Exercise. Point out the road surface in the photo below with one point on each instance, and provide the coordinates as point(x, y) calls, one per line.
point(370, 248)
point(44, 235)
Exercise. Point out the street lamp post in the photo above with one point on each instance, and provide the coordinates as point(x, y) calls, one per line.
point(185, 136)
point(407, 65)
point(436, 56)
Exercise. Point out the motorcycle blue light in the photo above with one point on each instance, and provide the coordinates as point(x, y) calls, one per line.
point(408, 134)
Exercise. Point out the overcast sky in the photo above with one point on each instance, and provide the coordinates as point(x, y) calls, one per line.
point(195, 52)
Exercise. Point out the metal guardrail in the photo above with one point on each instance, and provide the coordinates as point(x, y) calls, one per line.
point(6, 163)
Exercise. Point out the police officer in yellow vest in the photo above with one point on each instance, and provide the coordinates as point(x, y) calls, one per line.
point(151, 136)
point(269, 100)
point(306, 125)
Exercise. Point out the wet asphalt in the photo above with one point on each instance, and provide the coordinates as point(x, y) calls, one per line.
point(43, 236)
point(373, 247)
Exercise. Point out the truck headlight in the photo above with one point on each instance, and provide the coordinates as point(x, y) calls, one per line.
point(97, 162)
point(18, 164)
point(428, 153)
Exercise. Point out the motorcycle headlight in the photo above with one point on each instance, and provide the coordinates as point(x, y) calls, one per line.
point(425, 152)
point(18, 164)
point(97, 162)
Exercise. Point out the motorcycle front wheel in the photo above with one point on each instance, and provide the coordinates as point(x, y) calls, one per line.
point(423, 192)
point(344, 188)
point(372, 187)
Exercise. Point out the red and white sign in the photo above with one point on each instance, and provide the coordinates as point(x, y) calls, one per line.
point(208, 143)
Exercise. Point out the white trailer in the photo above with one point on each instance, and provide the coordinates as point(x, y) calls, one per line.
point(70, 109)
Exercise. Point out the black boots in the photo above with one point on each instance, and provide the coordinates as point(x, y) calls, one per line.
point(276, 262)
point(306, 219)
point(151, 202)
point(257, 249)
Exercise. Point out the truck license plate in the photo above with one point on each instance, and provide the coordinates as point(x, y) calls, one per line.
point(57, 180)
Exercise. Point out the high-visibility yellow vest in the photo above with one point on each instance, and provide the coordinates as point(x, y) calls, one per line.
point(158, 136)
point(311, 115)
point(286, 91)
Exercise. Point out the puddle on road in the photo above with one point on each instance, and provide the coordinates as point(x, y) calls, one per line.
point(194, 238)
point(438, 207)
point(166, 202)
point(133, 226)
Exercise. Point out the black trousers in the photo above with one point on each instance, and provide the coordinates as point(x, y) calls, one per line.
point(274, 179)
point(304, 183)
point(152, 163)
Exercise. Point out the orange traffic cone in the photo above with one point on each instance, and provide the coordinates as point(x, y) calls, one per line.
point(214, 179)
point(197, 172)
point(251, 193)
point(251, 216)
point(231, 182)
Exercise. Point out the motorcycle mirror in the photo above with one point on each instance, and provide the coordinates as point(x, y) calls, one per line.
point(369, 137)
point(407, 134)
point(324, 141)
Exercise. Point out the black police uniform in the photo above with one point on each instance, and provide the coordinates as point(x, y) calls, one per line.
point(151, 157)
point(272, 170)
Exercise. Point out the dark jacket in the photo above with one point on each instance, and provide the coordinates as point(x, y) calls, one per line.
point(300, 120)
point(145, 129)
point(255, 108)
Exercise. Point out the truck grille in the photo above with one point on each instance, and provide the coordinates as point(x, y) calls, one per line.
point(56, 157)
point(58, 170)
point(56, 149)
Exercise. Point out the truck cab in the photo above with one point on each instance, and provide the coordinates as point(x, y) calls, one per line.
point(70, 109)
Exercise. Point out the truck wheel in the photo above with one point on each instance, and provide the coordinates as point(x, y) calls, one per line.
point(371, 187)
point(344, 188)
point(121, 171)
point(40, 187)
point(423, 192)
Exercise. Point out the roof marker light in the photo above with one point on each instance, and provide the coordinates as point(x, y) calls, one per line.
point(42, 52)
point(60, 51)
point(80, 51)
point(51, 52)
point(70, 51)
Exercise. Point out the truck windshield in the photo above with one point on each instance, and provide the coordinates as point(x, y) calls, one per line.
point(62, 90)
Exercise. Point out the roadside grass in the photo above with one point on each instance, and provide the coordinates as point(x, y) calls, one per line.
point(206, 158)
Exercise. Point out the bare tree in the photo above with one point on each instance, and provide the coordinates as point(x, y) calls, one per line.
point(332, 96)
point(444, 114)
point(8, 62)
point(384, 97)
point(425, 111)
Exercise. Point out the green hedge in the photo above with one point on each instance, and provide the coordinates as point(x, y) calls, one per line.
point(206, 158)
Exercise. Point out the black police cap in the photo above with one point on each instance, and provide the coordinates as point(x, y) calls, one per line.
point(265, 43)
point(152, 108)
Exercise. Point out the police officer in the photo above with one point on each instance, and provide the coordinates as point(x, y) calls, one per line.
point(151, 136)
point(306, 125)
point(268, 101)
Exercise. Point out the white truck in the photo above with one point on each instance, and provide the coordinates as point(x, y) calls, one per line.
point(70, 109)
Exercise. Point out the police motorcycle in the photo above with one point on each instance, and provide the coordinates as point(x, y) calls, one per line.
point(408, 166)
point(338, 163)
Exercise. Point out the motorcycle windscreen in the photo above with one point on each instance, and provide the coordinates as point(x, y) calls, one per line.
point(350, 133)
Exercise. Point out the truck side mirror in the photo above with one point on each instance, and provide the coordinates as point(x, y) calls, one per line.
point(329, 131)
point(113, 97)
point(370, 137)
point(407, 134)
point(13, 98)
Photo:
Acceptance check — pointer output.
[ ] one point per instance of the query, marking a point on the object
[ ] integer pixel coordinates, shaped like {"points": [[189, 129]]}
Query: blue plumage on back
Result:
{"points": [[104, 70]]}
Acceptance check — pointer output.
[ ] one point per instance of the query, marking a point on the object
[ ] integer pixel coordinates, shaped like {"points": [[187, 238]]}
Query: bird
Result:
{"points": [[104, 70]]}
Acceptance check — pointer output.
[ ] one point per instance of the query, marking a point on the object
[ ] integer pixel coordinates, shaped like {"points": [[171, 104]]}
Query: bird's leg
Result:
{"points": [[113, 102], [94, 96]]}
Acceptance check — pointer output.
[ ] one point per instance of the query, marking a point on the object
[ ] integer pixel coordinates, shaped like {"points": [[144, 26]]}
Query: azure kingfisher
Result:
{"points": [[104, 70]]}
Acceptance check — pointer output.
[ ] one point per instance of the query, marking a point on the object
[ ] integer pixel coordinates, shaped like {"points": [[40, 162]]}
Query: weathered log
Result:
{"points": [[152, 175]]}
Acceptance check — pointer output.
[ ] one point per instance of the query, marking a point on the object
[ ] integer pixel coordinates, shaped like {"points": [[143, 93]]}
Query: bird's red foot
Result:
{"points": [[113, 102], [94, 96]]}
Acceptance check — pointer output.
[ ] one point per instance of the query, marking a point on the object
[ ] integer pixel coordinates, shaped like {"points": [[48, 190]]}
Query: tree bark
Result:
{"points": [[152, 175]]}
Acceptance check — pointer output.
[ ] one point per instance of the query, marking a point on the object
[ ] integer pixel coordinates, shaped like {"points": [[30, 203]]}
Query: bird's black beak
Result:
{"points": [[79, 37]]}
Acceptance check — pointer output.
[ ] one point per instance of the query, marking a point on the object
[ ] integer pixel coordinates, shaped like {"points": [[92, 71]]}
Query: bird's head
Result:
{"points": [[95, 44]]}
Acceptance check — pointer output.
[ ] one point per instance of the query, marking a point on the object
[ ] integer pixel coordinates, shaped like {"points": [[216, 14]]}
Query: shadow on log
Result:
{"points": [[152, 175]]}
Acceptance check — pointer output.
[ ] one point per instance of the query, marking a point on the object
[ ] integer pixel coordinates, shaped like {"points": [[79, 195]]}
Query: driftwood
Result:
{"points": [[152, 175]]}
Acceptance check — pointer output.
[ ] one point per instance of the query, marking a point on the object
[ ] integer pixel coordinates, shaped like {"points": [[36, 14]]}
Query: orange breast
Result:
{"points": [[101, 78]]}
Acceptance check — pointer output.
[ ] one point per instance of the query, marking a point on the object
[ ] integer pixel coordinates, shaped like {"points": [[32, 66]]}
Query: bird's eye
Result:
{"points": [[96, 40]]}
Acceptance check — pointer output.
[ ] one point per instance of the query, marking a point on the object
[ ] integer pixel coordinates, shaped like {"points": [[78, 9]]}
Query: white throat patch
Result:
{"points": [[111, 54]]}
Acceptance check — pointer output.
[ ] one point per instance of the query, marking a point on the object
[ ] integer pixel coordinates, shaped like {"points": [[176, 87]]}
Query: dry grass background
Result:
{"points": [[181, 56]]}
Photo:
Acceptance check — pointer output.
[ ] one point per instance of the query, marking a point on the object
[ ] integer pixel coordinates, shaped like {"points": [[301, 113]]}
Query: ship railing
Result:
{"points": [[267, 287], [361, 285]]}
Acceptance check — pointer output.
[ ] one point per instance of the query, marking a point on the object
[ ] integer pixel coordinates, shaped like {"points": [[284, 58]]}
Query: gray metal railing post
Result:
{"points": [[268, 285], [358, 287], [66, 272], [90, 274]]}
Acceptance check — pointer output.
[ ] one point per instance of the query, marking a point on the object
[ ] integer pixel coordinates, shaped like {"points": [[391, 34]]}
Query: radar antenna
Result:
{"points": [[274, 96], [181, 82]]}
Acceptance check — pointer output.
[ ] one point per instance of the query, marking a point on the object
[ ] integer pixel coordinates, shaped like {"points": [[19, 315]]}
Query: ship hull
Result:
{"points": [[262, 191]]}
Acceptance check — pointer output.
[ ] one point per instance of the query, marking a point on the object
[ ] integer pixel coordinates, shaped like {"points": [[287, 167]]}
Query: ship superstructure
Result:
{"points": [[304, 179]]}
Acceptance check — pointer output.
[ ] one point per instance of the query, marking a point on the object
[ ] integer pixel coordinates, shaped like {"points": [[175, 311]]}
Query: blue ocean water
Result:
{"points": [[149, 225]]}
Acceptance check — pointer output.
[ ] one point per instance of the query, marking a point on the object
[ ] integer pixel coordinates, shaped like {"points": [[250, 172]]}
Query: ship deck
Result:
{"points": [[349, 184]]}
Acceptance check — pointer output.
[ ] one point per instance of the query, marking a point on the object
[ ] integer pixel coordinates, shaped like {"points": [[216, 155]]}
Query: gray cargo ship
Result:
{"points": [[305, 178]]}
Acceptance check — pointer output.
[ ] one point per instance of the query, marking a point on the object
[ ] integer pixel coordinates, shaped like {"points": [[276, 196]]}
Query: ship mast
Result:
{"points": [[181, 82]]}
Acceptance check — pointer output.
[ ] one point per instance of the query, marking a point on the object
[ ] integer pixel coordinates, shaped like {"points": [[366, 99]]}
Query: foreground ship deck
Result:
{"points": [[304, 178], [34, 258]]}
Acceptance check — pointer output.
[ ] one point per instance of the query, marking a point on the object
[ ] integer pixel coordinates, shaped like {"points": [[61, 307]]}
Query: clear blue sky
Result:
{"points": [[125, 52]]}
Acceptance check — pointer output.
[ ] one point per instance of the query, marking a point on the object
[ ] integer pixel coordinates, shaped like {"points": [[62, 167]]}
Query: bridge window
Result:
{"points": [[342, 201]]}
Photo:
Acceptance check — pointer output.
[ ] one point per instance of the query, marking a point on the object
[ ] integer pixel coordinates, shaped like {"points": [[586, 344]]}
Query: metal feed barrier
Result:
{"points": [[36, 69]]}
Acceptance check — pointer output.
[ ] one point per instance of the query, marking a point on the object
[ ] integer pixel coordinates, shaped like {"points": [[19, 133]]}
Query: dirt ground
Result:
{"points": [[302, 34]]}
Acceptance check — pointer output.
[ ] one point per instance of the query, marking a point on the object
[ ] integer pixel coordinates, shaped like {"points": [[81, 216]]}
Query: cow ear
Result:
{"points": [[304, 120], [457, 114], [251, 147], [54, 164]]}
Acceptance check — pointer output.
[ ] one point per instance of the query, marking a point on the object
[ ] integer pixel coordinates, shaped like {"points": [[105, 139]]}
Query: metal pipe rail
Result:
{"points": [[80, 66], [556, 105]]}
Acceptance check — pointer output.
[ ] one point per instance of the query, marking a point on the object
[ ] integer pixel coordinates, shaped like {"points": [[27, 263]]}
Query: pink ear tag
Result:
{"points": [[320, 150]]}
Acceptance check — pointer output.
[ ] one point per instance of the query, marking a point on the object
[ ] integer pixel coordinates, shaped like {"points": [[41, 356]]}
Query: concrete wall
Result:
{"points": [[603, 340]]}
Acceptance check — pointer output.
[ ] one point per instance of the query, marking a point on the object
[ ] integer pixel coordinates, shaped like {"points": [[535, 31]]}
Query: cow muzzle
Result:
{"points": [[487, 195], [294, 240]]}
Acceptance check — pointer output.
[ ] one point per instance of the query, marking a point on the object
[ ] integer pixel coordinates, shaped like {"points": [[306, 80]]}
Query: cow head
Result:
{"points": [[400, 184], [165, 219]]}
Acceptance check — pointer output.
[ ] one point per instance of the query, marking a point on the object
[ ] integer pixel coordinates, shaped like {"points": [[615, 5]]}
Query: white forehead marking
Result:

◆ **REQUIRED WORK**
Would you please copy exactly the part of the entries above that begins at the line containing "Query: cow ear" and ends at the line containing "Query: cow muzzle", both lines included?

◆ **REPLY**
Query: cow ear
Result:
{"points": [[304, 120], [457, 114], [251, 147], [54, 164]]}
Acceptance check — pointer output.
[ ] one point per instance of the query, marking a point on the object
[ ] integer pixel coordinates, shaped like {"points": [[105, 139]]}
Query: metal pipe rail
Result:
{"points": [[80, 66], [556, 105]]}
Acceptance check — pointer output.
[ ] one point per instance of the query, marking a point on the object
[ ] integer pixel coordinates, shaped like {"points": [[27, 263]]}
Query: pink ear tag
Result:
{"points": [[320, 150]]}
Acceptance check — pointer output.
[ ] one point per instance of the query, marking a point on the object
[ ] integer pixel coordinates, shaped like {"points": [[41, 356]]}
Query: concrete wall
Result:
{"points": [[603, 340]]}
Acceptance check — pointer output.
[ ] one point per instance of the query, marking a point on the object
[ ] integer pixel coordinates, shaped like {"points": [[535, 31]]}
Query: cow muzzle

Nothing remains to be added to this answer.